GIVEN REQUEST: Can you convert only the lines starting with the one that contains "the tiled floor." and going on through the last line of the records, both ends included, into a JSON list of strings, one string per line, with blank lines left out?

[Items stored from a collection]
····················
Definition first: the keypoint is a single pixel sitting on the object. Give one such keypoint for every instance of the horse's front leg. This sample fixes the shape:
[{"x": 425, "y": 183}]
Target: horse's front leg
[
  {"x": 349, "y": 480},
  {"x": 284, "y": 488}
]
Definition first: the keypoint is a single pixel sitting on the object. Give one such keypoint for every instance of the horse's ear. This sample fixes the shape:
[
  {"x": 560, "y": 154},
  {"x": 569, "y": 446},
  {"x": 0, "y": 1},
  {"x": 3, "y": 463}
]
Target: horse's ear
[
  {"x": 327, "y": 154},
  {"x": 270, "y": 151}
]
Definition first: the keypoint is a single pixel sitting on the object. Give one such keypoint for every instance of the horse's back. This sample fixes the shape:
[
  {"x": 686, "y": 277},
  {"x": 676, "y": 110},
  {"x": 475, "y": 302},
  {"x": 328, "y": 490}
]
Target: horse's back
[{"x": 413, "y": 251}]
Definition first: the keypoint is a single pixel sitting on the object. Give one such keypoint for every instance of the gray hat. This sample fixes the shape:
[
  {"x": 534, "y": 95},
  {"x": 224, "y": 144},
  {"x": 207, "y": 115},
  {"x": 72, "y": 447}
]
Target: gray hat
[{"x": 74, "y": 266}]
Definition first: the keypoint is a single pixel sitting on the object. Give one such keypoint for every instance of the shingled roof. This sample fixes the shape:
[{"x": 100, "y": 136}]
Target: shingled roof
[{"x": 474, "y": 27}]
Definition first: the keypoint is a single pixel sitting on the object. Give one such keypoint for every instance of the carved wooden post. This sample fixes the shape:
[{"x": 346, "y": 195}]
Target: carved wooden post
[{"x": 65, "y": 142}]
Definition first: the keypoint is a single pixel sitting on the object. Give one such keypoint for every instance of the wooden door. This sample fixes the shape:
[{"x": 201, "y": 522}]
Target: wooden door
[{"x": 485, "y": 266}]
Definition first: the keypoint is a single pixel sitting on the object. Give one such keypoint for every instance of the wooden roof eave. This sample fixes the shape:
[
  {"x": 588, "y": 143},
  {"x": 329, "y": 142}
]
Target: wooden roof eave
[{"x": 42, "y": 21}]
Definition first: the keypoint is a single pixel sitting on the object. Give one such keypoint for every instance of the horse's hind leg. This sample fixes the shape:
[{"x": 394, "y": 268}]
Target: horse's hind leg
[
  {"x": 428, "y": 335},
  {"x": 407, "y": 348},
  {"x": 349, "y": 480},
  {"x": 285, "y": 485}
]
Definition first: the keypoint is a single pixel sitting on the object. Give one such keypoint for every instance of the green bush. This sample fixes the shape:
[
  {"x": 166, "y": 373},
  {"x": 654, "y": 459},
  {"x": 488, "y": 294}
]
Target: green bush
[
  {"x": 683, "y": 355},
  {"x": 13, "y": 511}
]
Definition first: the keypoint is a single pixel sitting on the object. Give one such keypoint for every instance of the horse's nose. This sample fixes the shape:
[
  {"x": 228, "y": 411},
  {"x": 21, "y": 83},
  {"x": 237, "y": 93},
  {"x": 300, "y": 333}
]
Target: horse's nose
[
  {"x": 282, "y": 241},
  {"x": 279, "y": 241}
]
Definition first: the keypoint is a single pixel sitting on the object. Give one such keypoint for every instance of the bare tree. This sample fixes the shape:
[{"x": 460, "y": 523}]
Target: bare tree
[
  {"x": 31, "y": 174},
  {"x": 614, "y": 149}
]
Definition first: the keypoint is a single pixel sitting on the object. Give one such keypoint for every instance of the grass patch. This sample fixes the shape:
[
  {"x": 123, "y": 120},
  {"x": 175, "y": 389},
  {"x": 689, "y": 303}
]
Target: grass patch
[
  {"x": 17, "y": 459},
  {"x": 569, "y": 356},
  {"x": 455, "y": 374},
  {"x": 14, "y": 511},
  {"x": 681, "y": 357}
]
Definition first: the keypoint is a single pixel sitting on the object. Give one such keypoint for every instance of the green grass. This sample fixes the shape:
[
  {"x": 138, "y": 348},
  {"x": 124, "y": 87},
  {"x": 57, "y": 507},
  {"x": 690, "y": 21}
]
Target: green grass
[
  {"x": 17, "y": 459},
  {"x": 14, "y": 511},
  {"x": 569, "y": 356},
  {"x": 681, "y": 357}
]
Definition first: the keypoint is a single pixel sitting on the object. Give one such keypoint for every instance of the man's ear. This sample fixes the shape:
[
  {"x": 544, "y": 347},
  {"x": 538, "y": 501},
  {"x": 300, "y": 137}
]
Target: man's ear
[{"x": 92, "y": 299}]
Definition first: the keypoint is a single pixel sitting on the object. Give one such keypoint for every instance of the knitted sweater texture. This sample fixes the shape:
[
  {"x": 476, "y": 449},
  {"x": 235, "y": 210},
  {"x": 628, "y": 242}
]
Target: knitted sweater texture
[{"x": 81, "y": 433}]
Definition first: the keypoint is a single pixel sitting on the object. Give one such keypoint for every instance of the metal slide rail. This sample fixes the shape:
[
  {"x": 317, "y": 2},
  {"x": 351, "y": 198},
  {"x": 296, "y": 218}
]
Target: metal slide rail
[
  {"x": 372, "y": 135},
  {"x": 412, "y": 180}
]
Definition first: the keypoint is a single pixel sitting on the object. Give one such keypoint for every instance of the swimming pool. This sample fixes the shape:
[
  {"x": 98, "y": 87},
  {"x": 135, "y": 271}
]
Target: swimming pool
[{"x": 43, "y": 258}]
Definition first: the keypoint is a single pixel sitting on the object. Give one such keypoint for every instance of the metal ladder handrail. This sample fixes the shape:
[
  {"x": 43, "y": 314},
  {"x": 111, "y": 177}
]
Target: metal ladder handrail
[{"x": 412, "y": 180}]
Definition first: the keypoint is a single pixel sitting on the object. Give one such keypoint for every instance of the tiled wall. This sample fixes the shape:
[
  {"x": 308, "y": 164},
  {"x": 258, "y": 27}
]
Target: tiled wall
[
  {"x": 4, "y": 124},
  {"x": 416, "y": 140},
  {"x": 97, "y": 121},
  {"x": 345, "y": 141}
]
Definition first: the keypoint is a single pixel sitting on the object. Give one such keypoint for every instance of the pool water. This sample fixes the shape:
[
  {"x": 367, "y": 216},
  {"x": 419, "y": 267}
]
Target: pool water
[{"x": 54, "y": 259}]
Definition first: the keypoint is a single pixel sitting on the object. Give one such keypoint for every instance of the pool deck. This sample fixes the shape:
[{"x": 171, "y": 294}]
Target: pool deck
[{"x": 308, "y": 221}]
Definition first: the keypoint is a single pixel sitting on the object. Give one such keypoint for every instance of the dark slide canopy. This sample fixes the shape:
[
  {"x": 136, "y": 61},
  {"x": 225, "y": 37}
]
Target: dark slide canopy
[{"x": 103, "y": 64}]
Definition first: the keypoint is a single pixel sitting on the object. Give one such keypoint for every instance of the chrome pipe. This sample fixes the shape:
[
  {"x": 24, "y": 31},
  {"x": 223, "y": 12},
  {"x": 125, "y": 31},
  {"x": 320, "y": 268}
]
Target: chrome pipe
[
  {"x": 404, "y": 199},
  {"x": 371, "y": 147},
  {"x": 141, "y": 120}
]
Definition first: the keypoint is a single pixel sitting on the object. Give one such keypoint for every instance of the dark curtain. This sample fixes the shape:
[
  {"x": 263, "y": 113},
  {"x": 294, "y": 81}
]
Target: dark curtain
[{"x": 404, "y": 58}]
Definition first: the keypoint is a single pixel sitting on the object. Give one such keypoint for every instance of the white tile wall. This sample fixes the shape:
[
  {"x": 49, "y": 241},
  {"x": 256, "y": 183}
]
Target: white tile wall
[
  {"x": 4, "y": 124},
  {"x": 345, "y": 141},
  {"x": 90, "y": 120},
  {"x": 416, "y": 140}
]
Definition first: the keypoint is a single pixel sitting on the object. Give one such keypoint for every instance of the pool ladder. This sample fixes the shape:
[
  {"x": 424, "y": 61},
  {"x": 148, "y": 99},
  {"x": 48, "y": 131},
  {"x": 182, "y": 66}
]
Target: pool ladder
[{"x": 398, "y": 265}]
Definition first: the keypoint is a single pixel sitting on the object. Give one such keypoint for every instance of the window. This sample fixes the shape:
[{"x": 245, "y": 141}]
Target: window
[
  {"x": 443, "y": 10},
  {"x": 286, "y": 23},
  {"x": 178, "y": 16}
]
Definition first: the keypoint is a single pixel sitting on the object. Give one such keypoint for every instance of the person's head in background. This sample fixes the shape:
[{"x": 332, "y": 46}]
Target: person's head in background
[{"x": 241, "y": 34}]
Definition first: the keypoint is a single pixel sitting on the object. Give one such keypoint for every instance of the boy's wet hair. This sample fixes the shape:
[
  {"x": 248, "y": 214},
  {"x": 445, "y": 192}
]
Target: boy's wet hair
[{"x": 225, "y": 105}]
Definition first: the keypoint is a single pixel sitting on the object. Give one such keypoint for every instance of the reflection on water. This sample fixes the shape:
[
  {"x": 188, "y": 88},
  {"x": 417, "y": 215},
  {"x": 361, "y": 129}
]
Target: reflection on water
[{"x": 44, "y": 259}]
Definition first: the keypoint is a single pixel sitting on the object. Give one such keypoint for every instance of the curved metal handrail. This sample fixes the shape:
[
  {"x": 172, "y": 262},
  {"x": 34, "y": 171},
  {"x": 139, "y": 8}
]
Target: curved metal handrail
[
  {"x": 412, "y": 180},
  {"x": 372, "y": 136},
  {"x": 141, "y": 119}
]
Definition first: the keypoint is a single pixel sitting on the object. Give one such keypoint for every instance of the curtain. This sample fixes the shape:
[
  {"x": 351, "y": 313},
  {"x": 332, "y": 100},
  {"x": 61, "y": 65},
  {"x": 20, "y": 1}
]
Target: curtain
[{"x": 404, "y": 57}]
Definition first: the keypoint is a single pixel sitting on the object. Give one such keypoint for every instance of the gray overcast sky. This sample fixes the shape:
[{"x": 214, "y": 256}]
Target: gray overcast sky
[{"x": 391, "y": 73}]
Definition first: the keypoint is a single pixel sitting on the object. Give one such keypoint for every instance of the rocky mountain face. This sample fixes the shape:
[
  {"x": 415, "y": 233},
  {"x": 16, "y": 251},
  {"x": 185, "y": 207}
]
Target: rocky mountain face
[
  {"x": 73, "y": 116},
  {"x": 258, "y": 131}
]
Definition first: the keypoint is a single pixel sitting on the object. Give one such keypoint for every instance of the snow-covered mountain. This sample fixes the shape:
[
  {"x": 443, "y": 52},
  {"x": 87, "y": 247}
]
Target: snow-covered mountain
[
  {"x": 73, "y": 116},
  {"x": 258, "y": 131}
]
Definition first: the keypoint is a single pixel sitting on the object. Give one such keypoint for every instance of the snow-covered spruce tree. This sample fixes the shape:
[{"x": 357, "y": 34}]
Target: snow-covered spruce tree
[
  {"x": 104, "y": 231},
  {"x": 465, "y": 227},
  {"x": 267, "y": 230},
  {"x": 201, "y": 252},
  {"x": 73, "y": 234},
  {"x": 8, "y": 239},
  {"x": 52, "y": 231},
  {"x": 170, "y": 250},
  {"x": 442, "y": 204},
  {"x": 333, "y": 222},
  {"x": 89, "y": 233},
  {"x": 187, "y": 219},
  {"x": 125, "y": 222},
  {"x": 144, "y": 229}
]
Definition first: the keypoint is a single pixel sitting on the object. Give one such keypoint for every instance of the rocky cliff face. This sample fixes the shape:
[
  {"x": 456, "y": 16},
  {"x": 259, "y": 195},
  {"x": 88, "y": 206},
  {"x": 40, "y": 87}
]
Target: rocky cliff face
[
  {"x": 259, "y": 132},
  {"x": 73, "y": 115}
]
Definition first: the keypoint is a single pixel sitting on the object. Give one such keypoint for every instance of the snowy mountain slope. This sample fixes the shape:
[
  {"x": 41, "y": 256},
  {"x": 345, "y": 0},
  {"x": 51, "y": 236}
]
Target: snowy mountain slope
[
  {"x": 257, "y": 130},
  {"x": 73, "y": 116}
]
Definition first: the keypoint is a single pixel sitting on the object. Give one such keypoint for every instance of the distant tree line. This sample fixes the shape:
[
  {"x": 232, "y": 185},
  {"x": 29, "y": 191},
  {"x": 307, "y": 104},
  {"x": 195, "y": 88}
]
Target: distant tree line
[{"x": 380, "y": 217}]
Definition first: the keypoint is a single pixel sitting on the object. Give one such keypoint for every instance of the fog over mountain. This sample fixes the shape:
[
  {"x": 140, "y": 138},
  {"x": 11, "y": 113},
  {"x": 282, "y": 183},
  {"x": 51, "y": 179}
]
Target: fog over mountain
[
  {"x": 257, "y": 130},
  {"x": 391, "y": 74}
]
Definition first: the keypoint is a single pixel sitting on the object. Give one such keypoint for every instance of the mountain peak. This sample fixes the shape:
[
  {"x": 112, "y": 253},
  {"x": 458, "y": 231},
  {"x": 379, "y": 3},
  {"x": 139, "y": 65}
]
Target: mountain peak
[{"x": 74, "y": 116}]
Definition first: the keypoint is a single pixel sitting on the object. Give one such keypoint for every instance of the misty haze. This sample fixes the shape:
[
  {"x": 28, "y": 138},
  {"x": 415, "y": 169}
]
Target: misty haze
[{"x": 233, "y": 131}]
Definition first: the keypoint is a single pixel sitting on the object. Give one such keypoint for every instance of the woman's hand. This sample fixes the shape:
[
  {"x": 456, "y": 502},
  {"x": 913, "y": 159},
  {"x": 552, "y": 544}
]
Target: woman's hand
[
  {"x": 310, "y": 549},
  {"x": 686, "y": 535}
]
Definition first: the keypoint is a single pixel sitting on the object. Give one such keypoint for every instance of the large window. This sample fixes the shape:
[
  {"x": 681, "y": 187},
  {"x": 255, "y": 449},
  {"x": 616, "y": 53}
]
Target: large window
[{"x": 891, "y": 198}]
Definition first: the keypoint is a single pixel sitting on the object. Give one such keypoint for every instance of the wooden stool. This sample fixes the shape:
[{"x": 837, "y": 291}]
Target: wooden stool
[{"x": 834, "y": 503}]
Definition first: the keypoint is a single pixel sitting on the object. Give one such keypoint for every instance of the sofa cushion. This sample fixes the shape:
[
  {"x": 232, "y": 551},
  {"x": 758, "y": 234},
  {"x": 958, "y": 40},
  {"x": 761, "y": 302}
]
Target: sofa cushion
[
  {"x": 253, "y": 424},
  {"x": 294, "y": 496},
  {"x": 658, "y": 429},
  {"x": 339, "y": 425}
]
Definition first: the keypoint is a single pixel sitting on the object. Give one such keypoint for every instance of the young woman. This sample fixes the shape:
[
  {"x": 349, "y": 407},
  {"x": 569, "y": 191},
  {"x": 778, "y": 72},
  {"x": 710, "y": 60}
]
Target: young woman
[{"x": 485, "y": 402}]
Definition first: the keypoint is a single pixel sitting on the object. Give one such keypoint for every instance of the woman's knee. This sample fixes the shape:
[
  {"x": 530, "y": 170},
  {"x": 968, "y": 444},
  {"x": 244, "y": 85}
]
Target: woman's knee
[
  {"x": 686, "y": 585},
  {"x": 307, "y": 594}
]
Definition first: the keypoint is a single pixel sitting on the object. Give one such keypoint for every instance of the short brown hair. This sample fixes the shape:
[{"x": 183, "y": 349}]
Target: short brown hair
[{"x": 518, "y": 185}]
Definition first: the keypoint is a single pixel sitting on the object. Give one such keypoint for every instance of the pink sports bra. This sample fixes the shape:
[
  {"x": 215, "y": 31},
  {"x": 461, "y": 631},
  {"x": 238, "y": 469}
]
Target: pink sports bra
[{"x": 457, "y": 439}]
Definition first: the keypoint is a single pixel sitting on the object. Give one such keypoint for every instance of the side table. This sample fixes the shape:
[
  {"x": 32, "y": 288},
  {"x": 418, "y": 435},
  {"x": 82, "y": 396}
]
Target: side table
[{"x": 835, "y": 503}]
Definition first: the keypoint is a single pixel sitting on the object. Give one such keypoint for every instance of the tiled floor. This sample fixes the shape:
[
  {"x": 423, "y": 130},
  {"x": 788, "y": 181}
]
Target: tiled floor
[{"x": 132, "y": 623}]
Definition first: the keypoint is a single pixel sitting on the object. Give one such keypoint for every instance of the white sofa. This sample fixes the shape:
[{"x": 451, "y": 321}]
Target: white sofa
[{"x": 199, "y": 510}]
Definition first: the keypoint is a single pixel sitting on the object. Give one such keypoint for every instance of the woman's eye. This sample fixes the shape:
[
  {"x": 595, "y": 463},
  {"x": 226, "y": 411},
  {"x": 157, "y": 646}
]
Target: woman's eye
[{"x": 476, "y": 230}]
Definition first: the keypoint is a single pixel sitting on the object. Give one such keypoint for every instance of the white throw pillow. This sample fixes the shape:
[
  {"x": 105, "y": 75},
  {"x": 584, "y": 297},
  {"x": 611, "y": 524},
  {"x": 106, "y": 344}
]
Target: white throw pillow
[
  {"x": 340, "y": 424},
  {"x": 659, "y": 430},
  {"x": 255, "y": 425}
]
····················
WRITTEN SOLUTION:
[
  "Definition first: the keypoint is a single pixel sitting on the object. Give one such keypoint for every instance of the tiled floor. This sample fixes the shape:",
  "[",
  "  {\"x\": 423, \"y\": 130},",
  "  {\"x\": 788, \"y\": 181}",
  "]",
  "Target: tiled floor",
  "[{\"x\": 132, \"y\": 623}]",
  "Definition first: the keypoint is a single pixel sitting on the object. Give one such keypoint for every instance of the white sofa. This sample fixes the shape:",
  "[{\"x\": 451, \"y\": 321}]",
  "Target: white sofa",
  "[{\"x\": 199, \"y\": 510}]",
  "Definition first: the keypoint is a single pixel sitting on the object. Give one such keypoint for every instance of the woman's eye. This sample fixes the shape:",
  "[",
  "  {\"x\": 595, \"y\": 463},",
  "  {\"x\": 226, \"y\": 411},",
  "  {\"x\": 157, \"y\": 646}",
  "]",
  "Target: woman's eye",
  "[{\"x\": 476, \"y\": 230}]",
  "Definition first: the keypoint is a single pixel sitting on the object. Give one such keypoint for every instance of the white throw pillow. This sample fixes the shape:",
  "[",
  "  {\"x\": 105, \"y\": 75},",
  "  {\"x\": 584, \"y\": 297},",
  "  {\"x\": 611, \"y\": 524},",
  "  {\"x\": 106, \"y\": 344}",
  "]",
  "Target: white throw pillow",
  "[",
  "  {\"x\": 340, \"y\": 424},",
  "  {\"x\": 659, \"y\": 430},",
  "  {\"x\": 255, \"y\": 425}",
  "]"
]